───── Dataset records

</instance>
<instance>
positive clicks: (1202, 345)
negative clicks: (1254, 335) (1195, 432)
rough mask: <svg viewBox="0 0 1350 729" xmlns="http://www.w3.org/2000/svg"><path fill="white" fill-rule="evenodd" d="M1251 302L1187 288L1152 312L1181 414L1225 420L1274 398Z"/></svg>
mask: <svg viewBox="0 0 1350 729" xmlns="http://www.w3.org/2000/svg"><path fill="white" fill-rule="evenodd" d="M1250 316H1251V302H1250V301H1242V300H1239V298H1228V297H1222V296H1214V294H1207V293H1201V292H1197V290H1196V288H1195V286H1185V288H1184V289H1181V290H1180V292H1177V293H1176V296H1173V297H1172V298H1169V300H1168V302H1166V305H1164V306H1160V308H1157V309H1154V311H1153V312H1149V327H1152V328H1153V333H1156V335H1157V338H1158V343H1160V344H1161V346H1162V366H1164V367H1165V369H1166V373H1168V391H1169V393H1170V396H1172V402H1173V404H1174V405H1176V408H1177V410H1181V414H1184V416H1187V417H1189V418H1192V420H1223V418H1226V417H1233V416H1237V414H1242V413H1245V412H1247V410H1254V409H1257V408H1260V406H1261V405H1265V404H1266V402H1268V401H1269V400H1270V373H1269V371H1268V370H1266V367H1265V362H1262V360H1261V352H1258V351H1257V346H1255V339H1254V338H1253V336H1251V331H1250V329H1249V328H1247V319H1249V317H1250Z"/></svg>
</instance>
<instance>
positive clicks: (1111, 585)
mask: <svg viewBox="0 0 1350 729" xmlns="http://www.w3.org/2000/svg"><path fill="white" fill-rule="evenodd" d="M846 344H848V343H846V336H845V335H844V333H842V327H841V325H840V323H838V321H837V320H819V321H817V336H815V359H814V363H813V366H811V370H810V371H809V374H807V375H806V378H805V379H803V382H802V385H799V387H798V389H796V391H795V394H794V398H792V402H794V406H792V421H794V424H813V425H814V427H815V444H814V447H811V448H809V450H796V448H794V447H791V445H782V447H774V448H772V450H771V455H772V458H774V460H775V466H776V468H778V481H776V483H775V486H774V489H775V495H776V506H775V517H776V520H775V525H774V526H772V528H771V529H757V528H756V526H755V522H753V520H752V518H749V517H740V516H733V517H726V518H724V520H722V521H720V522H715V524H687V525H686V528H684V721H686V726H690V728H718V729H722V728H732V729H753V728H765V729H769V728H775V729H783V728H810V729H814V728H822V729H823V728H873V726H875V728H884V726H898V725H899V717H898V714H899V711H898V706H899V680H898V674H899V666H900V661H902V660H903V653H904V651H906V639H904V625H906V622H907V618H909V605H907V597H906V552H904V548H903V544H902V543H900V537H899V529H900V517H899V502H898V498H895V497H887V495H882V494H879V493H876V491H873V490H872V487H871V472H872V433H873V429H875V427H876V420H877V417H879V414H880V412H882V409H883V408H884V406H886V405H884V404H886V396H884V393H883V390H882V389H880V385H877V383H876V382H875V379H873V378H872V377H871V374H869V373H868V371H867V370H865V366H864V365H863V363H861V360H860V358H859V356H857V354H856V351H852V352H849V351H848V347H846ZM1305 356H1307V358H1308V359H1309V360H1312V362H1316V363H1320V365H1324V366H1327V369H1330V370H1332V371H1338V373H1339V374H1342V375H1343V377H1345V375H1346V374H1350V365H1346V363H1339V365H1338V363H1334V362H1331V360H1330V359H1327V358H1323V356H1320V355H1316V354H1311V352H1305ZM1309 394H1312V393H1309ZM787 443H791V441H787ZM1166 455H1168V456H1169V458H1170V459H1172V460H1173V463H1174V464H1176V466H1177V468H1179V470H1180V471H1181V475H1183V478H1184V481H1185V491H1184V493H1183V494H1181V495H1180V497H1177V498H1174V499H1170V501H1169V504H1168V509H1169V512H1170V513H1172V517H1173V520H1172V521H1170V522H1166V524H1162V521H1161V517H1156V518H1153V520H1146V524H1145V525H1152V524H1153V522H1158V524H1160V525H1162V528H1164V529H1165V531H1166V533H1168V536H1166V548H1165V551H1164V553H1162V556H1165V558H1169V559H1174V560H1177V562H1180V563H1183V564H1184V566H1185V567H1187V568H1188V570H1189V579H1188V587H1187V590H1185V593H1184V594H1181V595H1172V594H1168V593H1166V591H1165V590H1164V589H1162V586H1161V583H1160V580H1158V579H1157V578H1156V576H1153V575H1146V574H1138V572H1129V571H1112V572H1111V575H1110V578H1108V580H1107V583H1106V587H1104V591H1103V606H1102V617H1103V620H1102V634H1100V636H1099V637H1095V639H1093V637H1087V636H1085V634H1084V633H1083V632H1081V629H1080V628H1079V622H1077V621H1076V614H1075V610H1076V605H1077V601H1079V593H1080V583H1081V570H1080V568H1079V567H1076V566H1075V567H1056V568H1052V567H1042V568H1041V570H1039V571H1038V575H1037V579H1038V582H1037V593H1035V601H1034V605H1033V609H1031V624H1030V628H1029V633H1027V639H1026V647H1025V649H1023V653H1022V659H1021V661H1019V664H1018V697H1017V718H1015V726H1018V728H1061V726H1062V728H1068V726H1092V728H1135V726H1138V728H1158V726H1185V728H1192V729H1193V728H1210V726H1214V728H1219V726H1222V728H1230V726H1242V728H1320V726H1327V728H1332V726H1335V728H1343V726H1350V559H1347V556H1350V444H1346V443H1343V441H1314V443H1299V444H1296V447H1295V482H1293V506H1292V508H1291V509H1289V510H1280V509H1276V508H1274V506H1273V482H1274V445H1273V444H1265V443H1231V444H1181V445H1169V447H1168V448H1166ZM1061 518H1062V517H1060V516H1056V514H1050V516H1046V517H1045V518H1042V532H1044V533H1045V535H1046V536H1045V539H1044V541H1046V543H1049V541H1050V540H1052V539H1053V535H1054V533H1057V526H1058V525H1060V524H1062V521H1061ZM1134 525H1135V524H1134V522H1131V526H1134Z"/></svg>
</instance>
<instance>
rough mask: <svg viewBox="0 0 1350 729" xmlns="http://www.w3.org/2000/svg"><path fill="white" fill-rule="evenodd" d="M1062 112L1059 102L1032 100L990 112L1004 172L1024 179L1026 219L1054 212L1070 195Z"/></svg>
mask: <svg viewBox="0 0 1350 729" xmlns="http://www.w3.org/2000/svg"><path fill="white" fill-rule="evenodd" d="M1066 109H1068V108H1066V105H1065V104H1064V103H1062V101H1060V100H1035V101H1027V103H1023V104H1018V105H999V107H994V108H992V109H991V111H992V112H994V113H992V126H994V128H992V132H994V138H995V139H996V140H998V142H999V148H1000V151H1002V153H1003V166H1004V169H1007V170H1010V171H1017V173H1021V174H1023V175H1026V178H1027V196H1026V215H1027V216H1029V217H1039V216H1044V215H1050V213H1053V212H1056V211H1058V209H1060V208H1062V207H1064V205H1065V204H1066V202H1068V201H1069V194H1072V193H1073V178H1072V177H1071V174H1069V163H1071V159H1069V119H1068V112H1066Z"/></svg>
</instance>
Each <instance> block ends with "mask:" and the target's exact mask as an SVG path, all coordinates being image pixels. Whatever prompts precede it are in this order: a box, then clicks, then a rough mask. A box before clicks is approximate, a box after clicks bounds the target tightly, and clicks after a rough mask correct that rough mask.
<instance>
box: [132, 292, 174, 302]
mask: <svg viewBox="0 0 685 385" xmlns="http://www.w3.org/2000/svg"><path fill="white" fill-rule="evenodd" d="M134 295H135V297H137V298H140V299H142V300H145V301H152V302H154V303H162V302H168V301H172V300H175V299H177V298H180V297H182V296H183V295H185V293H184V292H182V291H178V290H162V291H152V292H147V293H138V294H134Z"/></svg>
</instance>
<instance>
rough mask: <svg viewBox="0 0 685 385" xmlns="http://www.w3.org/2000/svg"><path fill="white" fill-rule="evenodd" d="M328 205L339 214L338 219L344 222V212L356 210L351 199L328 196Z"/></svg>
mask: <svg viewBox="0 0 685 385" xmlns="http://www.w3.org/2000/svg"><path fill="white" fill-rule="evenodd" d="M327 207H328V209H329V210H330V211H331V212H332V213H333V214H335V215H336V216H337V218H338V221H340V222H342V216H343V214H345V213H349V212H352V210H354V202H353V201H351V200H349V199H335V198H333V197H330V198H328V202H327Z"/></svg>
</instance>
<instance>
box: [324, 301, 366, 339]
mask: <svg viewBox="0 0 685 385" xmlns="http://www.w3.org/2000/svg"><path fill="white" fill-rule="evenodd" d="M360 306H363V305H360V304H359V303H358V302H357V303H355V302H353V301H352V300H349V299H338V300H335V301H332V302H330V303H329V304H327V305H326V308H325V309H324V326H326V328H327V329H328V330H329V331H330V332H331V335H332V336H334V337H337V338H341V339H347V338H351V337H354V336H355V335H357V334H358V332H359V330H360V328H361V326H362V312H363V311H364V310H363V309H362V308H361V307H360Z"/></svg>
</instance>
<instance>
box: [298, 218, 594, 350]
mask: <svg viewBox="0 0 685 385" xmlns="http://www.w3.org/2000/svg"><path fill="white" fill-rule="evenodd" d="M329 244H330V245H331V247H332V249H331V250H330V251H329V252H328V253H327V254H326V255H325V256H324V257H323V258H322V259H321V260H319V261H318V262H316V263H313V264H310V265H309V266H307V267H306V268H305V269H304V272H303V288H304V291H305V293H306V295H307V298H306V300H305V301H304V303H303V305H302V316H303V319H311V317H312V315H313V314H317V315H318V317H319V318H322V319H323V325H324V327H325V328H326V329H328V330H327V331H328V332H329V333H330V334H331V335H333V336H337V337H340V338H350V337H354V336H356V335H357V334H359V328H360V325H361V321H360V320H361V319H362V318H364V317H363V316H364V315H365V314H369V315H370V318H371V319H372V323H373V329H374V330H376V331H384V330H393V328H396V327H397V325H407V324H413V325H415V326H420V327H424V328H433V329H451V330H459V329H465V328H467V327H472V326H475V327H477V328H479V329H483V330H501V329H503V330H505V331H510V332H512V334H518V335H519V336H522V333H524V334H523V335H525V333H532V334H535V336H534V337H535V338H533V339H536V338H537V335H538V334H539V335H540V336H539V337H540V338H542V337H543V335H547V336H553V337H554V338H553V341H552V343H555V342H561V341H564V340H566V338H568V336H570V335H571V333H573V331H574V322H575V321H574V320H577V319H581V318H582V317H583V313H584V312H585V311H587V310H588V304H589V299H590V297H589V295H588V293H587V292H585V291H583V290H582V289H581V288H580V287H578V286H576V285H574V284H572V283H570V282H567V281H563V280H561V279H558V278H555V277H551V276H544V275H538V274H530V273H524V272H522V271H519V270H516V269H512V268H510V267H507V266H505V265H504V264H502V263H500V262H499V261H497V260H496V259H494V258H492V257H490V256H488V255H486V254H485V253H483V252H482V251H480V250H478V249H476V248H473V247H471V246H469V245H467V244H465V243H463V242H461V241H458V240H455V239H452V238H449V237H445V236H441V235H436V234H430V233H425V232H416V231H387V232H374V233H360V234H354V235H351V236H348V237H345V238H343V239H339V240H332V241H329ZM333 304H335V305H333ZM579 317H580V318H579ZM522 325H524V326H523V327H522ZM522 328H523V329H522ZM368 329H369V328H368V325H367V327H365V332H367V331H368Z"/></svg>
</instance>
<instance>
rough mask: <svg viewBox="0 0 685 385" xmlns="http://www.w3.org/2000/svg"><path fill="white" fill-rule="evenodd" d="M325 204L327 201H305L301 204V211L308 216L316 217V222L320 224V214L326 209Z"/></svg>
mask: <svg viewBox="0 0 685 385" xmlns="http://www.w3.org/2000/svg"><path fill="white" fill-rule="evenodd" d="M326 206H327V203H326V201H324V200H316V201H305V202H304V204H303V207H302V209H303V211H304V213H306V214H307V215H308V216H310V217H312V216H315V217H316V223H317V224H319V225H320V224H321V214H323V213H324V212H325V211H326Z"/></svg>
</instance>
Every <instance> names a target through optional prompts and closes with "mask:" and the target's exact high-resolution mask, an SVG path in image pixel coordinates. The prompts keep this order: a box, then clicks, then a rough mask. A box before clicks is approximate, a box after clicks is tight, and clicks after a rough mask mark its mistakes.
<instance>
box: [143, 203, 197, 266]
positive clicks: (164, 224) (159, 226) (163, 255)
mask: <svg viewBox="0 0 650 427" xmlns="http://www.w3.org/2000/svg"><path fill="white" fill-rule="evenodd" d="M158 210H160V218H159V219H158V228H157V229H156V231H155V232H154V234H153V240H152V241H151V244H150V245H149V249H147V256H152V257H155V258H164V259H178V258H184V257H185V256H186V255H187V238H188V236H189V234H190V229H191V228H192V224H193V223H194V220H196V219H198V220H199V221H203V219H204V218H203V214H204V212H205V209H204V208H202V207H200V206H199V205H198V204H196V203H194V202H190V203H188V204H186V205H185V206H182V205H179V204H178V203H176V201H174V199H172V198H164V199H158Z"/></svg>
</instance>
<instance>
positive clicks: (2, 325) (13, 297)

──────────

■ **Exercise**
Please list every line of the material above that contains the string "clicks".

■ **Written solution**
positive clicks: (1202, 345)
negative clicks: (1254, 335) (1195, 432)
positive clicks: (1111, 585)
Each <instance> block ends with "mask:" and the target's exact mask as an SVG path, all coordinates being image pixels. Whatever prompts precede it are in this order: a box, then clicks, then a rough mask. A box before clicks is approximate, a box after clicks bounds the target tightly, and clicks after a rough mask correct that rough mask.
Every <instance> names a target through optional prompts and closes with "mask:" and the target's exact high-resolution mask, an SVG path in image pixel coordinates. The prompts keep this order: a box, then clicks, then a rough mask. A box before clicks is approximate, a box after clicks is tight, and clicks after a rough mask mark its mistakes.
positive clicks: (164, 224) (159, 226) (163, 255)
positive clicks: (2, 325) (13, 297)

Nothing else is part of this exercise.